** Opening Task input block **

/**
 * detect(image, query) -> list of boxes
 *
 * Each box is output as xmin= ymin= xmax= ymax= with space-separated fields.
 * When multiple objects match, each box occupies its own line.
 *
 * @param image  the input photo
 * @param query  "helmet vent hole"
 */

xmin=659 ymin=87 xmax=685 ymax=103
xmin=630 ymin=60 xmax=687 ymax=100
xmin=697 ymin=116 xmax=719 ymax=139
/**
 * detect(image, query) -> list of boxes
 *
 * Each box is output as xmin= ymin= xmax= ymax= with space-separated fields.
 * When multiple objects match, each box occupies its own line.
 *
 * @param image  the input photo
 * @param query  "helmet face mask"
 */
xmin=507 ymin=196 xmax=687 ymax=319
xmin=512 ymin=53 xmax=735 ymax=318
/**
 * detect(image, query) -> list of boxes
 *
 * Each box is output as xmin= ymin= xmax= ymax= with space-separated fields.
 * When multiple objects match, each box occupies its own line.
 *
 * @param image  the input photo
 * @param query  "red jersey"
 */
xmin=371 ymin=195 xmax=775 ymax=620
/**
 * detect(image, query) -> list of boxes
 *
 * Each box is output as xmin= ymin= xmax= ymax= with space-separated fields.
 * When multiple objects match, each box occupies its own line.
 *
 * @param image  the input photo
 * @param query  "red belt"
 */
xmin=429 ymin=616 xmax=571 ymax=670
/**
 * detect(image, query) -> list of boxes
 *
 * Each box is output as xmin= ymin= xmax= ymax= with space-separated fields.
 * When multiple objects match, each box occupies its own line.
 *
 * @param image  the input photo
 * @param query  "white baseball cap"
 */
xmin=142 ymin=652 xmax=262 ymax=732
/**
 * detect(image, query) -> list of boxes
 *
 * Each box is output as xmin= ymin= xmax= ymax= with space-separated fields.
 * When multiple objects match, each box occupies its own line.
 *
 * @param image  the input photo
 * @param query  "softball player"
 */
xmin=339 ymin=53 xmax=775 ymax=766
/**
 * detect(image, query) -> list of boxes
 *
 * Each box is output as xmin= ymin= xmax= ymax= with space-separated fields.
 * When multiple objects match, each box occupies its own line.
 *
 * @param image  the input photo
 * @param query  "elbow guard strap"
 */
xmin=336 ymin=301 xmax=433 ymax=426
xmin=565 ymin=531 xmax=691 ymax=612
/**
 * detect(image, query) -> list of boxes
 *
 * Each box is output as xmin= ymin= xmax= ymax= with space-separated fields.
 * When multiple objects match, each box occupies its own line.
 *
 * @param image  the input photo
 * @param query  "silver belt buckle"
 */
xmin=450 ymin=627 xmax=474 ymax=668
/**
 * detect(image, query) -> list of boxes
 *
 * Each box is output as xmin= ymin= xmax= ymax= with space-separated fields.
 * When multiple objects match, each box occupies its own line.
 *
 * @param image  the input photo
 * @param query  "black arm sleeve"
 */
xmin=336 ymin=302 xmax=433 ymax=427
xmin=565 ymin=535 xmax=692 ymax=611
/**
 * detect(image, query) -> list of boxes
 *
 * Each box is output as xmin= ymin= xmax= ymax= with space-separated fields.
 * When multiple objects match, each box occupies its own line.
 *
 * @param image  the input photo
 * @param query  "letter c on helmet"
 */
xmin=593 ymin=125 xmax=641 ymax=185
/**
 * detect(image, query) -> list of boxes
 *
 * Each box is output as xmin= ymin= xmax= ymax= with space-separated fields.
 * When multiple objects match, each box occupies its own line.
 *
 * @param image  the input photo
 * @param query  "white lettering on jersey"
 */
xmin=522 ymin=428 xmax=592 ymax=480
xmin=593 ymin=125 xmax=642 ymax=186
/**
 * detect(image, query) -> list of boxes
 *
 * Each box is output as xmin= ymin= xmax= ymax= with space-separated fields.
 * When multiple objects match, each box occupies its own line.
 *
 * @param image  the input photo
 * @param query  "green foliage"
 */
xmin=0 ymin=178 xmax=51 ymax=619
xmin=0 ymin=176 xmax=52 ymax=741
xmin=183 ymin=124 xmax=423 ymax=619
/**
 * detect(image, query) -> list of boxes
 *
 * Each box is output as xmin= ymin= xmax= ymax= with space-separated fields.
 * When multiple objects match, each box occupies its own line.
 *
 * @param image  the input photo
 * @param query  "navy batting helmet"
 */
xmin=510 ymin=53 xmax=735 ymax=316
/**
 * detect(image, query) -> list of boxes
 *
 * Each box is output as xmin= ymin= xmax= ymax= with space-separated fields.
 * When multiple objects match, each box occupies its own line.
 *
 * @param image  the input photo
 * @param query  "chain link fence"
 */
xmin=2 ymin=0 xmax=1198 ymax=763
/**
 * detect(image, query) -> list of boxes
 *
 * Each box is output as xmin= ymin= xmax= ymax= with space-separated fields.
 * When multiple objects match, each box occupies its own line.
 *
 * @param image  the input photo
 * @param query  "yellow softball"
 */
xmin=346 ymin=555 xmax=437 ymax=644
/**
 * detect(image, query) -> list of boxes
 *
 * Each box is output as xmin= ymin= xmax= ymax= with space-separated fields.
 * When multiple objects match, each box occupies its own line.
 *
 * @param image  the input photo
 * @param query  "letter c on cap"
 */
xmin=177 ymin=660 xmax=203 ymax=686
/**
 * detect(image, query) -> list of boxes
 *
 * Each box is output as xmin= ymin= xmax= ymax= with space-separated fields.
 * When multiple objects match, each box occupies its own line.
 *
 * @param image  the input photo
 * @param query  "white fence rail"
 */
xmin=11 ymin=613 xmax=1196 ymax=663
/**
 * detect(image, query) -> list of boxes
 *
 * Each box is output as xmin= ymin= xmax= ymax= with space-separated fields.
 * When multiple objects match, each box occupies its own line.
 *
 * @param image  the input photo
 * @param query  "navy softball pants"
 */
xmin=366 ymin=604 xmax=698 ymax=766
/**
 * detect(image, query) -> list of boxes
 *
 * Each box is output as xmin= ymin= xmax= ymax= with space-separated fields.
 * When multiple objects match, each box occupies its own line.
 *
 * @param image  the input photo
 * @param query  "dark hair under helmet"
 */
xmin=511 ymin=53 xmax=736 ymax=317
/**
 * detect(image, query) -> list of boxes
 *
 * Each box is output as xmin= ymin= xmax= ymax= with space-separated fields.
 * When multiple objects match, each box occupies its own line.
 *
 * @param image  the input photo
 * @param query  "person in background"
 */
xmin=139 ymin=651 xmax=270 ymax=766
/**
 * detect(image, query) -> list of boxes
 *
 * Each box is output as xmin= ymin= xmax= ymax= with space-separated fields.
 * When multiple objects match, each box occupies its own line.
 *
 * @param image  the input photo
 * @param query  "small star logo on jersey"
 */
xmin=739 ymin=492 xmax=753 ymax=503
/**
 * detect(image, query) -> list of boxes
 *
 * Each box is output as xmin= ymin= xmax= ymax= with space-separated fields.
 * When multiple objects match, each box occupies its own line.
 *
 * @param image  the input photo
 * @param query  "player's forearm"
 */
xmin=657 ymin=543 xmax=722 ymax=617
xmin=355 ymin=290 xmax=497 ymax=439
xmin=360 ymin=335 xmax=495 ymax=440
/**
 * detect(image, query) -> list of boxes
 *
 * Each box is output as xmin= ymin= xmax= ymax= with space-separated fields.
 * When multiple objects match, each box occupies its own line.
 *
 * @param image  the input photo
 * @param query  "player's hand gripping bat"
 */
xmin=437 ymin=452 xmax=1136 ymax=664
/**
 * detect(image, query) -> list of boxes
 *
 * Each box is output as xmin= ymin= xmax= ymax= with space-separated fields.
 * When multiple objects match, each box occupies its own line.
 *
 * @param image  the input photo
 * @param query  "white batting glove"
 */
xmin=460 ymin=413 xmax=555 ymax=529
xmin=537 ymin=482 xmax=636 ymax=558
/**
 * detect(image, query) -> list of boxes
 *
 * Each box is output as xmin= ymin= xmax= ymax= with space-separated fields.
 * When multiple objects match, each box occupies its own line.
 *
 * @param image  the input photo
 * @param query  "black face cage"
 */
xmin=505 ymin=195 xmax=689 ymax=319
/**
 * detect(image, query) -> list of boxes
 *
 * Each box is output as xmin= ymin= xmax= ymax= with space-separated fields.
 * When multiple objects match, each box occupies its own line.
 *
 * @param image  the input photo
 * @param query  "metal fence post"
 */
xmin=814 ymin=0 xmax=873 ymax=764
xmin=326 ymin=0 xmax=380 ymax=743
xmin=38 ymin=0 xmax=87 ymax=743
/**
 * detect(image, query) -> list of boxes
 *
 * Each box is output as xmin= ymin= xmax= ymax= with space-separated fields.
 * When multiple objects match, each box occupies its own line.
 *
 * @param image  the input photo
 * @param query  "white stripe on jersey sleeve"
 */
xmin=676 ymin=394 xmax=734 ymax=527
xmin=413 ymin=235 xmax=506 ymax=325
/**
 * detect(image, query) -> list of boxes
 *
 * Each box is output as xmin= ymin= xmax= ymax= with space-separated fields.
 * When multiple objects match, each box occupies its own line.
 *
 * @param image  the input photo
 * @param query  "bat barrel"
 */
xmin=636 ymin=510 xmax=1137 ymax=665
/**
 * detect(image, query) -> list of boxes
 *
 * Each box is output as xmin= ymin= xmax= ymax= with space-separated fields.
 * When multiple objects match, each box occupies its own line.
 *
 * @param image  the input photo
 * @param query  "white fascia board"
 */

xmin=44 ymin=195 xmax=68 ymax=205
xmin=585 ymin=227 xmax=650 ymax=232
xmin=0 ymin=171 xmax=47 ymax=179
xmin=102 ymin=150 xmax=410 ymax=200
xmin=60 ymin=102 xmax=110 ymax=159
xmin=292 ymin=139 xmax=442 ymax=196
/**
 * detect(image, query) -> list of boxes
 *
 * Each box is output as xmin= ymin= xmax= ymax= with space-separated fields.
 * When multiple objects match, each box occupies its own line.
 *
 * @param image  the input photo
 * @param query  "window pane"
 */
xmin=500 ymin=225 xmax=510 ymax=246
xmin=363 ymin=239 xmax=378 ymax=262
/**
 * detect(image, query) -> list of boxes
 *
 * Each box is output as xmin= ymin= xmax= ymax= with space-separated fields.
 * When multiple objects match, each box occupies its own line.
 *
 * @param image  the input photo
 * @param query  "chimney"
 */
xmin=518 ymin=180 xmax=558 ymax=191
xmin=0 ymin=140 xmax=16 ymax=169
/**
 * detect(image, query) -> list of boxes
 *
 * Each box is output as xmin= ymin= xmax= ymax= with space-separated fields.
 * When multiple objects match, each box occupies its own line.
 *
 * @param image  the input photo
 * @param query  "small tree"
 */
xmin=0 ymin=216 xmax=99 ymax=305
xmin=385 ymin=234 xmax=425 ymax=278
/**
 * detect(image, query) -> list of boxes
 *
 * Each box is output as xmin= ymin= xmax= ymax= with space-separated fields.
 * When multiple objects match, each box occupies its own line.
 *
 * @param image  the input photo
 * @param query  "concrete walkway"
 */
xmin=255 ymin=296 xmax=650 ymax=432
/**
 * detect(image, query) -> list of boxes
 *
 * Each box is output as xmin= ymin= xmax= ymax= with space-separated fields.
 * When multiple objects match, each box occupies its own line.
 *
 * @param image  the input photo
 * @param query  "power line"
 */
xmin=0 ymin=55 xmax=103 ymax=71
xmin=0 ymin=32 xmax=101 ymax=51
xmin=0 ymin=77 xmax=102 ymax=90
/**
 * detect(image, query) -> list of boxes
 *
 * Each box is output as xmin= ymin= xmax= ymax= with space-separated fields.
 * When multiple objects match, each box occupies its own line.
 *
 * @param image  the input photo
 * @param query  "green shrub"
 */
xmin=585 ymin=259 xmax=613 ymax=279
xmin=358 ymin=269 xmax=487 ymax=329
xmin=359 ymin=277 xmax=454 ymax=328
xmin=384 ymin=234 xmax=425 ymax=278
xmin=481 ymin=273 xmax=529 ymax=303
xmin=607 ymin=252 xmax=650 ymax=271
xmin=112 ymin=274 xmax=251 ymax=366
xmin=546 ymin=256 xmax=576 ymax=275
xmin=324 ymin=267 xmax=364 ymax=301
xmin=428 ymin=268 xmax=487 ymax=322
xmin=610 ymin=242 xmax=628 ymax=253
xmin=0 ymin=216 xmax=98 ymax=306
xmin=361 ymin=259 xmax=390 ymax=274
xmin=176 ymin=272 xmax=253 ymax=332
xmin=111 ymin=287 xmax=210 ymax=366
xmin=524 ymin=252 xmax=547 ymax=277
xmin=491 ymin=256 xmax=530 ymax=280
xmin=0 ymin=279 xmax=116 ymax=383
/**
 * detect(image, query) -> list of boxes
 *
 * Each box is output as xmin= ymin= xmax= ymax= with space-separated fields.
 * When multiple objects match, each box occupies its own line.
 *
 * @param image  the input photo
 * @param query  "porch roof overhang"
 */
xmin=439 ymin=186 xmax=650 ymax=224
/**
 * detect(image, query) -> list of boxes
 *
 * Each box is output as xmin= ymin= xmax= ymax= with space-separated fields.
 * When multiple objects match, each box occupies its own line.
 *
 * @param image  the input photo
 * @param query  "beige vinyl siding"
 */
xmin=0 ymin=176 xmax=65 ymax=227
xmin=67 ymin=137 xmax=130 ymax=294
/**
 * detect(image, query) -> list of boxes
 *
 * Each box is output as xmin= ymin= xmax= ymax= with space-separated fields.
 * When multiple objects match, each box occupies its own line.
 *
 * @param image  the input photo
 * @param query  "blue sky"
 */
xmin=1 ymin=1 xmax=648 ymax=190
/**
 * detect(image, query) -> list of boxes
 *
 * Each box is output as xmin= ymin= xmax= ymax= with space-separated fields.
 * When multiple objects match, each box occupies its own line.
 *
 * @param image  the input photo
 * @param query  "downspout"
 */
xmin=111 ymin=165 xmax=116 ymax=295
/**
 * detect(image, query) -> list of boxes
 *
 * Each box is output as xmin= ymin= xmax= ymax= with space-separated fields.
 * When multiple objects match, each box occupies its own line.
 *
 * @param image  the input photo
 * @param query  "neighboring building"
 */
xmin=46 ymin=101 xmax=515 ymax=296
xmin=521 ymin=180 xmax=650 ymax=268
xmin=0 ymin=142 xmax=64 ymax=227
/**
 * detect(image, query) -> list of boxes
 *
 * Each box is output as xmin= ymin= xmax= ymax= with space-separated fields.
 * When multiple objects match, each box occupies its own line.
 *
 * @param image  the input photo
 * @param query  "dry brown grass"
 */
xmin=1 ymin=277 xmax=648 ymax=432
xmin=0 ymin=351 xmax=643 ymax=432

** Closing Task input block **

> _Work task_:
For each line in the entries that contains the string "face", make a copy.

> _Output for this exercise_:
 * @param query  "helmet face mask"
 * @param query  "black face cage"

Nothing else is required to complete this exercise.